> _What is required_
An exact transcription of every record is needed.

Referring expression data:

* * * * *

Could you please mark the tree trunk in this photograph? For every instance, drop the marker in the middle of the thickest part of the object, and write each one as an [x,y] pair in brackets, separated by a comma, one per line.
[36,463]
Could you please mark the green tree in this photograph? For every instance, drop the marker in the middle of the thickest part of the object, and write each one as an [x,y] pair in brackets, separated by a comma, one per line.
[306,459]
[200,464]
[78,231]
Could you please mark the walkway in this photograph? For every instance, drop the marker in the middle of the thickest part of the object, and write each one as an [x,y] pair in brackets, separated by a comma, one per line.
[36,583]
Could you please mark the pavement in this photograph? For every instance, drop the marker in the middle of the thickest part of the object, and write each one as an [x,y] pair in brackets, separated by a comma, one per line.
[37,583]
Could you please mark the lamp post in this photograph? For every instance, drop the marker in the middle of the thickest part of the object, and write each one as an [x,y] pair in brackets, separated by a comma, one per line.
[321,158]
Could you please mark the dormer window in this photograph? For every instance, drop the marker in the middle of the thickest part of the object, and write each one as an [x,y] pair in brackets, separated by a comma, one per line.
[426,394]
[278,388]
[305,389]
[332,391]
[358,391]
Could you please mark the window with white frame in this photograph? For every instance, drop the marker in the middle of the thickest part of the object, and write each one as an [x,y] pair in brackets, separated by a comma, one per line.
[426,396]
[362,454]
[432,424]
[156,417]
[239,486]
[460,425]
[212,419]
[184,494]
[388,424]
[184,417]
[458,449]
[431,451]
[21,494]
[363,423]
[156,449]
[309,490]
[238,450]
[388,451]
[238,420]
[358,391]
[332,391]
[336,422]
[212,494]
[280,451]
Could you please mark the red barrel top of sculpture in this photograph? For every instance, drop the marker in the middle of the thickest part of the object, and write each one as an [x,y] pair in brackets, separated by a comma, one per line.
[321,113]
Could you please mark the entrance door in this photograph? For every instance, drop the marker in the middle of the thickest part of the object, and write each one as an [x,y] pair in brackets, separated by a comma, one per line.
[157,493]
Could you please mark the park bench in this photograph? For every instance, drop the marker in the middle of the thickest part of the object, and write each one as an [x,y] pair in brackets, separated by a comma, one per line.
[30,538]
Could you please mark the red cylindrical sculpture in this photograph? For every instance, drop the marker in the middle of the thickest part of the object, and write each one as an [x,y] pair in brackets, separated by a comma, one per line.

* * * * *

> _Result for this exercise_
Could you please mark the tree trunk in this photograph? For every instance, drop the marker in the middle of the thickest part of the object, and write each one as an [x,y] pair in brackets, separated by a comma, one per line.
[36,463]
Could you please mark the green tree in this photograph? For every instance, drop the marker in the middle of the thickest part of the object, and write each one as an [x,y] pair in brackets, separated by a comma, one per line.
[306,459]
[200,464]
[78,231]
Could you please mark the walkway in this photograph? For every instance, drop the marker in the middle of the thickest part of the object, and write each one as an [x,y] pair in brackets, separated by a comma, one per line.
[36,583]
Could you please mark the pavement in this photograph? For every instance, drop the marker in the middle of the thickest part of the object, and write each one as an [x,y] pair in brackets, separated by a comma, one per line.
[37,583]
Could you please mark the lamp post in this photograph? For every instance, drop the marker in the middle of the thickest part of the object, and write each one as an [x,y] pair in brackets, separated by a comma, one per line.
[321,158]
Could you please mark the dormer window in this photograph? For every instance, drop the marker in the middle of the thickest part of the object, and write each one as an [x,y] pair in brackets, separated by a comma, one per line.
[426,394]
[278,388]
[305,389]
[332,391]
[358,391]
Could you please mark the window with white frame in this photograph? For every instance, drop the marker in the middle of the thickest part of the object, and write each one as an [x,y] pair in brackets, separated by a comma, one per line.
[426,396]
[362,454]
[432,424]
[156,417]
[239,486]
[460,425]
[212,419]
[184,494]
[388,424]
[184,417]
[458,449]
[431,451]
[21,494]
[363,423]
[156,449]
[309,490]
[238,450]
[388,451]
[238,420]
[358,391]
[332,391]
[336,422]
[212,494]
[280,451]
Could you please mark the red barrel top of sculpture in this photograph? For every instance, drop the marker in the middle of the thickest part of the object, and write each one as an [x,y] pair in brackets, separated by a comma, one per line.
[321,113]
Could you please mark the entrance door in this photograph? For every instance, drop the marker in the middle of the thickest part of the object, and write each one as an [x,y] pair in brackets, separated by a comma, one per line.
[157,493]
Could you please mark the park bench in this photograph? For every instance, drop the marker in the middle of the thickest part of the object, and write each one as an [x,y] pair in brackets, separated by a comma, one per line.
[30,538]
Could you please mark the red cylindrical sculpture in this photograph? For every instance, drop the marker in the middle of the thickest part of the object, and write each one as an [x,y] pair in brackets, separated by a comma, one per line.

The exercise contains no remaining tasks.